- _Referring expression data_
((

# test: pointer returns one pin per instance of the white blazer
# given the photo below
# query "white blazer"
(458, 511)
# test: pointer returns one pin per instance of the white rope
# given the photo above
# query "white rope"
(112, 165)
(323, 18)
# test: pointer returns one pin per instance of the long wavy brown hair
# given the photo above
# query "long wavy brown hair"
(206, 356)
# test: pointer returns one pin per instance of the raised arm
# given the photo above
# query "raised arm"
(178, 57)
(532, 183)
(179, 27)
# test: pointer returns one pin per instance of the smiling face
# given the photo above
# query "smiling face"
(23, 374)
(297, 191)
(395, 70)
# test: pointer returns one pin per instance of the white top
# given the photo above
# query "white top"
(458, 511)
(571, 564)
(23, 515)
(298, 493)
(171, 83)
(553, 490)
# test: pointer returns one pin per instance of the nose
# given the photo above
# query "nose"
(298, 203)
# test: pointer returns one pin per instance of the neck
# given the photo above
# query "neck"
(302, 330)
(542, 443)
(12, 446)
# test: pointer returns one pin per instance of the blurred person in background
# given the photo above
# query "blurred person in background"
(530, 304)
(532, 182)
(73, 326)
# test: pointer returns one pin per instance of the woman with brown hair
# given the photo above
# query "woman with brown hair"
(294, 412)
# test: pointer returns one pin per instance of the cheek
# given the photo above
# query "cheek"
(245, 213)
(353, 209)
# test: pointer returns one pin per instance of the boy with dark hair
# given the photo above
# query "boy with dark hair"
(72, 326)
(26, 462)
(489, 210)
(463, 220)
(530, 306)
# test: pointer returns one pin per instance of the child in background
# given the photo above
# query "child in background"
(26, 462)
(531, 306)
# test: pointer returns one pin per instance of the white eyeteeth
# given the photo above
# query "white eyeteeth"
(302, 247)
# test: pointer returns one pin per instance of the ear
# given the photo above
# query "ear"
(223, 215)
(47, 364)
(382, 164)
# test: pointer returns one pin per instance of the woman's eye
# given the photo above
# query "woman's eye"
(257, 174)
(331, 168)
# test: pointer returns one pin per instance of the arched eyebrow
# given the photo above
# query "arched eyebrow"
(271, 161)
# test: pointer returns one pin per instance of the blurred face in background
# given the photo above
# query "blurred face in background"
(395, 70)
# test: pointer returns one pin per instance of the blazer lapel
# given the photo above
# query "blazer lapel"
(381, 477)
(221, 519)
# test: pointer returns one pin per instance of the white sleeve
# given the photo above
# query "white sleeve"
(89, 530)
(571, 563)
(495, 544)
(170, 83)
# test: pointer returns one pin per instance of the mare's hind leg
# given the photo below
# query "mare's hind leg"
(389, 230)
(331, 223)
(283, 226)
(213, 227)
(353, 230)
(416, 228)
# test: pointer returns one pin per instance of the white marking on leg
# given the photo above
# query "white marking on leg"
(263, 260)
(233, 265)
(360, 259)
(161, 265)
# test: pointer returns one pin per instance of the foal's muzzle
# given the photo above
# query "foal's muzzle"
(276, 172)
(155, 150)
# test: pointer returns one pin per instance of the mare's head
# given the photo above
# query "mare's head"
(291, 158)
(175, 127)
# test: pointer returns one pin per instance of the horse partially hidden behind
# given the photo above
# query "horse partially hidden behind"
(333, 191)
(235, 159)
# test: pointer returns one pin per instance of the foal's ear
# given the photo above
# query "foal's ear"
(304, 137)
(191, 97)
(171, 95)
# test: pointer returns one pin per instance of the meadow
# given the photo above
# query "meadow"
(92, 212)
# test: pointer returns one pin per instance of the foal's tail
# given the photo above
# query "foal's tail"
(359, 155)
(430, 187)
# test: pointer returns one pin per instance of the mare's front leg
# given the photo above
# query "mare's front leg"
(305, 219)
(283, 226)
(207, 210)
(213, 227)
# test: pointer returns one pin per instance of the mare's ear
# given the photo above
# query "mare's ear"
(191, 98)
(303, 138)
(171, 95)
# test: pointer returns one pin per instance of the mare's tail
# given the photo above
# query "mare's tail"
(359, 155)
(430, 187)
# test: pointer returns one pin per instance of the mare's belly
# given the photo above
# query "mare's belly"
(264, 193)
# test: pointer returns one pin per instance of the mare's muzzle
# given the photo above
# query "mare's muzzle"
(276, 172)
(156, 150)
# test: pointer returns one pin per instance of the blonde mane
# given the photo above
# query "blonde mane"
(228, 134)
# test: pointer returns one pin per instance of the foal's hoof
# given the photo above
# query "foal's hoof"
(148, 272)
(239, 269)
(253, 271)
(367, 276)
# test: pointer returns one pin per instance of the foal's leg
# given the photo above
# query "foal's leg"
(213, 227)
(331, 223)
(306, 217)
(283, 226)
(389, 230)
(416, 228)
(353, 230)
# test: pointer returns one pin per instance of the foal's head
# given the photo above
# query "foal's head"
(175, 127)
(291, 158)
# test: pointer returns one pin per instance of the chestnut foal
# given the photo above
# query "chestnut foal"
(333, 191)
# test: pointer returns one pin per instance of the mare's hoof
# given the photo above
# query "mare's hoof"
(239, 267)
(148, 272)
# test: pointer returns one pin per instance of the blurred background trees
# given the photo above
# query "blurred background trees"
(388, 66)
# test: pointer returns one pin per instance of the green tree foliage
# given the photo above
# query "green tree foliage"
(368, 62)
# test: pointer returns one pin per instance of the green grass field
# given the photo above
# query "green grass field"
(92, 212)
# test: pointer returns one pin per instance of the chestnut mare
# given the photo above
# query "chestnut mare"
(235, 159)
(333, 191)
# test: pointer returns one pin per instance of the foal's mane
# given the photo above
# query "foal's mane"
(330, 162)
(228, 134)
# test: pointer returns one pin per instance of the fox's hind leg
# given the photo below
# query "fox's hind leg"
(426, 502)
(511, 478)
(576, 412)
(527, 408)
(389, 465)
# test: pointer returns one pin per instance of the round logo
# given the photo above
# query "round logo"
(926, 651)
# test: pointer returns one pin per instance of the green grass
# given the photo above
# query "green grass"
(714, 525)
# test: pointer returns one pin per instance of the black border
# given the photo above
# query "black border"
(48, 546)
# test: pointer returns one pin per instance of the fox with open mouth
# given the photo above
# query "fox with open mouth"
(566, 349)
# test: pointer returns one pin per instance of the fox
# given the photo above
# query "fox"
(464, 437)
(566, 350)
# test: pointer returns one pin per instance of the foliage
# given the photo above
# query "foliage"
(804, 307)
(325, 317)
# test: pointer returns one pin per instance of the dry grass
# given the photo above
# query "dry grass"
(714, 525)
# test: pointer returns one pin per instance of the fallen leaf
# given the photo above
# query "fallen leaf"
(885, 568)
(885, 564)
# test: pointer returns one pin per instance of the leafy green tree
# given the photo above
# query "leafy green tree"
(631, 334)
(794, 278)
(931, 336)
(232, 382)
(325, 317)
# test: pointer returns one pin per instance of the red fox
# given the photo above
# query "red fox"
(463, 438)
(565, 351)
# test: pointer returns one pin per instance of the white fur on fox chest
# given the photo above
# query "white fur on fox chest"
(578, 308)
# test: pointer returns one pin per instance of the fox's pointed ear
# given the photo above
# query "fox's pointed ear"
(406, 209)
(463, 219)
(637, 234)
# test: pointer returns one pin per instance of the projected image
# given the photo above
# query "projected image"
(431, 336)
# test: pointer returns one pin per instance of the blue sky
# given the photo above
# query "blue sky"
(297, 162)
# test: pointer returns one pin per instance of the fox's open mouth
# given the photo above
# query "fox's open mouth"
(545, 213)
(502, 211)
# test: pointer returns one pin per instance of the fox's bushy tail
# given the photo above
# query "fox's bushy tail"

))

- _WORK REQUIRED_
This exercise requires that all of the entries be repeated exactly.

- _FINAL ANSWER_
# test: pointer returns one pin per instance of the white blazer
# given the photo below
# query "white blazer"
(458, 511)
# test: pointer returns one pin per instance of the white rope
# given the photo above
# query "white rope"
(112, 165)
(323, 18)
# test: pointer returns one pin per instance of the long wavy brown hair
# given the photo above
# query "long wavy brown hair"
(206, 356)
# test: pointer returns one pin per instance of the raised arm
# given the photo above
# query "raised arm"
(178, 57)
(532, 183)
(179, 27)
# test: pointer returns one pin per instance of the smiling face
# given the photo above
# query "smiling face"
(23, 374)
(297, 191)
(395, 70)
# test: pointer returns one pin per instance of the white top
# given the photo above
# query "white top"
(458, 511)
(571, 564)
(23, 515)
(298, 493)
(171, 83)
(553, 490)
# test: pointer returns one pin per instance of the nose
# given the photo above
# query "nose"
(298, 203)
# test: pointer returns one pin per instance of the neck
# given the photo above
# query "neck"
(302, 330)
(542, 443)
(12, 446)
# test: pointer returns one pin per instance of the blurred person in background
# given the photo above
# query "blurred person in background"
(530, 304)
(532, 182)
(73, 326)
# test: pointer returns one pin per instance of the woman with brown hair
# given the photo above
# query "woman with brown hair"
(294, 412)
# test: pointer returns one pin per instance of the cheek
# given the photo above
# query "cheek"
(245, 213)
(353, 209)
# test: pointer returns one pin per instance of the boy with dark hair
# given the photo above
# query "boy with dark hair"
(72, 326)
(26, 462)
(489, 210)
(463, 220)
(530, 306)
# test: pointer returns one pin per instance of the child in background
# given the photo above
# query "child in background"
(26, 462)
(531, 306)
# test: pointer returns one pin per instance of the white eyeteeth
# given the photo above
# query "white eyeteeth"
(302, 247)
# test: pointer returns one pin per instance of the ear
# given the photo above
# query "ear"
(223, 215)
(47, 364)
(382, 164)
# test: pointer returns one pin per instance of the woman's eye
# given the photo above
# query "woman's eye"
(257, 174)
(331, 168)
# test: pointer returns one pin per instance of the arched eyebrow
# given the photo above
# query "arched eyebrow"
(271, 161)
# test: pointer returns one pin per instance of the blurred face in background
# given the photo above
# query "blurred face in background"
(395, 70)
# test: pointer returns one pin per instance of the blazer lapel
# given the photo above
# query "blazer lapel"
(381, 477)
(221, 519)
# test: pointer returns one pin per instance of the white sleeve
# given the photo above
# query "white sleeve"
(89, 530)
(571, 563)
(495, 544)
(170, 83)
# test: pointer returns one pin per instance of the mare's hind leg
# given the photo below
# query "mare's hind leg"
(389, 230)
(331, 223)
(283, 226)
(213, 227)
(353, 230)
(416, 228)
# test: pointer returns one pin per instance of the white marking on leg
# given the photo above
# query "white marking on leg"
(263, 260)
(233, 265)
(360, 259)
(161, 265)
# test: pointer returns one pin per instance of the foal's muzzle
# given the photo above
# query "foal's muzzle"
(276, 172)
(155, 150)
# test: pointer returns one pin per instance of the mare's head
# given the photo above
# query "mare's head"
(291, 158)
(175, 127)
# test: pointer returns one pin per instance of the horse partially hidden behind
# given the photo above
# query "horse partially hidden behind"
(333, 191)
(235, 159)
# test: pointer returns one pin per instance of the foal's ear
# given the photo above
# query "foal's ear"
(304, 137)
(191, 97)
(171, 95)
# test: pointer returns one pin per instance of the meadow
# given the photo above
# query "meadow"
(92, 212)
# test: pointer returns one pin per instance of the foal's tail
# given the photo above
# query "foal's tail"
(359, 155)
(430, 187)
# test: pointer returns one pin per instance of the mare's front leg
# given the photo above
# query "mare's front leg"
(305, 219)
(283, 226)
(207, 210)
(213, 227)
# test: pointer returns one pin per instance of the mare's ear
# given the photo above
# query "mare's ear"
(191, 98)
(303, 138)
(171, 95)
# test: pointer returns one pin per instance of the mare's tail
# given the photo above
# query "mare's tail"
(359, 155)
(430, 187)
# test: pointer returns one pin per instance of the mare's belly
# given the photo above
# query "mare's belly"
(264, 193)
# test: pointer returns one pin per instance of the mare's muzzle
# given the photo above
# query "mare's muzzle"
(276, 172)
(156, 150)
# test: pointer returns one pin per instance of the blonde mane
# given the photo above
# query "blonde mane"
(228, 134)
# test: pointer returns one pin per instance of the foal's hoof
# given the photo above
# query "foal's hoof"
(148, 272)
(239, 269)
(253, 271)
(367, 276)
# test: pointer returns one pin per instance of the foal's leg
# given the photo above
# query "foal's leg"
(213, 227)
(331, 223)
(306, 217)
(283, 226)
(389, 230)
(416, 228)
(353, 230)
# test: pointer returns one pin per instance of the foal's head
# given the photo above
# query "foal's head"
(175, 127)
(291, 158)
# test: pointer returns one pin per instance of the chestnut foal
# given the photo above
# query "chestnut foal"
(333, 191)
# test: pointer returns one pin per instance of the mare's hoof
# given the photo above
# query "mare's hoof"
(239, 267)
(148, 272)
# test: pointer returns one pin per instance of the blurred background trees
# given the photo above
# query "blurred background trees"
(388, 66)
# test: pointer returns one pin per instance of the green tree foliage
# given the photo above
# query "green tree foliage"
(368, 62)
# test: pointer returns one pin per instance of the green grass field
# given the photo above
# query "green grass field"
(92, 212)
# test: pointer returns one pin per instance of the chestnut mare
# given the photo above
# query "chestnut mare"
(235, 159)
(333, 191)
# test: pointer returns one pin per instance of the foal's mane
# given the photo above
# query "foal's mane"
(330, 162)
(228, 134)
# test: pointer returns one pin per instance of the fox's hind leg
# given the photo below
# query "fox's hind leg"
(426, 502)
(511, 478)
(576, 412)
(527, 408)
(389, 465)
# test: pointer returns one pin per instance of the round logo
# given the photo above
# query "round logo"
(926, 651)
# test: pointer returns one pin per instance of the green grass
# given the photo above
# query "green grass"
(714, 525)
# test: pointer returns one pin per instance of the black border
# given the photo above
# query "black border"
(48, 546)
# test: pointer returns one pin per instance of the fox with open mouth
# given the photo above
# query "fox with open mouth"
(566, 349)
# test: pointer returns one pin per instance of the fox
# given the photo above
# query "fox"
(464, 437)
(566, 350)
# test: pointer returns one pin per instance of the foliage
# given the photo above
# query "foliage"
(804, 307)
(325, 317)
# test: pointer returns one pin per instance of the dry grass
# given the photo above
# query "dry grass"
(714, 525)
# test: pointer returns one pin per instance of the fallen leaf
# given the photo above
# query "fallen leaf"
(885, 568)
(885, 564)
# test: pointer returns one pin per instance of the leafy green tree
# given the photo above
# query "leafy green tree"
(631, 334)
(794, 278)
(931, 336)
(232, 382)
(325, 317)
# test: pointer returns one pin per instance of the red fox
# given the photo above
# query "red fox"
(463, 438)
(565, 351)
# test: pointer returns one pin per instance of the white fur on fox chest
# given the photo above
# query "white fur on fox chest"
(578, 308)
# test: pointer returns one pin per instance of the fox's pointed ear
# given the photo above
# query "fox's pointed ear"
(406, 209)
(463, 219)
(637, 234)
# test: pointer returns one pin per instance of the projected image
# given the photo above
# query "projected image"
(431, 336)
# test: pointer returns one pin per instance of the blue sky
# given the photo above
# query "blue sky"
(297, 162)
# test: pointer returns one pin per instance of the fox's open mouth
# given the photo above
# query "fox's open mouth"
(545, 213)
(502, 211)
# test: pointer returns one pin per instance of the fox's bushy tail
# given the photo above
# query "fox's bushy tail"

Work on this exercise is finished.